# [What to do]
Transcribe exactly the lines that fall between the one holding "Point to the road" and the one holding "Point to the long", inclusive, from the entries below.

*** Block opens ***

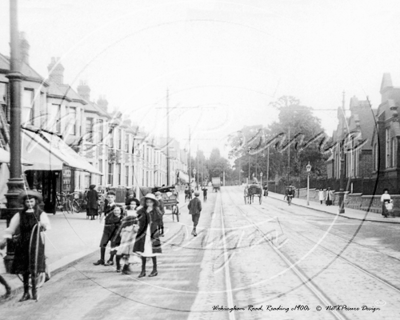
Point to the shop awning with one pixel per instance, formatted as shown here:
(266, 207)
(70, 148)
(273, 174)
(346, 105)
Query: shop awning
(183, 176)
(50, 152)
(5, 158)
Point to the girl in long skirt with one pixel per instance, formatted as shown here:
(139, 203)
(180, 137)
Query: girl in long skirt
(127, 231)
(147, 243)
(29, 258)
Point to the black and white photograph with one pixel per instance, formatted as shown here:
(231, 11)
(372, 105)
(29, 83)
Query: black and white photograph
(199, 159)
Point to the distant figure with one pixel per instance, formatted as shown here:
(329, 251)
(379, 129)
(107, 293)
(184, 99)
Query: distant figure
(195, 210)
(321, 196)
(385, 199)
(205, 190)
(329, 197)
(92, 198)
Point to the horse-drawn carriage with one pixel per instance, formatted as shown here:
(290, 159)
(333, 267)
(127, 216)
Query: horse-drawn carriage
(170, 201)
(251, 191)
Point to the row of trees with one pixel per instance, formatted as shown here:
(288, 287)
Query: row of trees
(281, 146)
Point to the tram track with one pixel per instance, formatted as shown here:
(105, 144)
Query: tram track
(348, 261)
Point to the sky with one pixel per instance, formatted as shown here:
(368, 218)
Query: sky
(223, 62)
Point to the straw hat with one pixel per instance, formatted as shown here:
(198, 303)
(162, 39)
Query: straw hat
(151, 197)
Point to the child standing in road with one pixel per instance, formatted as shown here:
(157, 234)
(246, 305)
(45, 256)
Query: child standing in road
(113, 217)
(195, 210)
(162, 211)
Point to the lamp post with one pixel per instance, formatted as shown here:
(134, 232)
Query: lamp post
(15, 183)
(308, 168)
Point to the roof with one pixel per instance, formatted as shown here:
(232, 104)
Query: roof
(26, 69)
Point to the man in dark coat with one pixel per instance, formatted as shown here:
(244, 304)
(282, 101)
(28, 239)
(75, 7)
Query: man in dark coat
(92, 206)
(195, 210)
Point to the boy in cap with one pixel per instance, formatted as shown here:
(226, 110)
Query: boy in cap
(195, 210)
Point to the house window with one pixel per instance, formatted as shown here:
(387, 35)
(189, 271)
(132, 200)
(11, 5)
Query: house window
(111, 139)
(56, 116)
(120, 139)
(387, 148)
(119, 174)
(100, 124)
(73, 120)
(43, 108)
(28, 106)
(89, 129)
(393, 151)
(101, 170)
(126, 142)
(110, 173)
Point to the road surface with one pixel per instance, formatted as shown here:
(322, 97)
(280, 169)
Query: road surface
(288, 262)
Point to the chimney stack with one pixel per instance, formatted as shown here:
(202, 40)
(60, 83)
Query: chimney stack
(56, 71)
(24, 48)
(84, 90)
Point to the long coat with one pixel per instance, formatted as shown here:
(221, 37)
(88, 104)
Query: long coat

*** Block closes ***

# [Exercise output]
Point to the road surface with one pixel per instance, formatted as shown here:
(322, 97)
(280, 169)
Query: road surface
(288, 262)
Point to the chimney stack with one pixel per instance, formatted as shown here:
(202, 40)
(60, 83)
Query: chimney stack
(56, 71)
(24, 48)
(84, 90)
Point to the long coat with one pixel per instance, formatted as shown here:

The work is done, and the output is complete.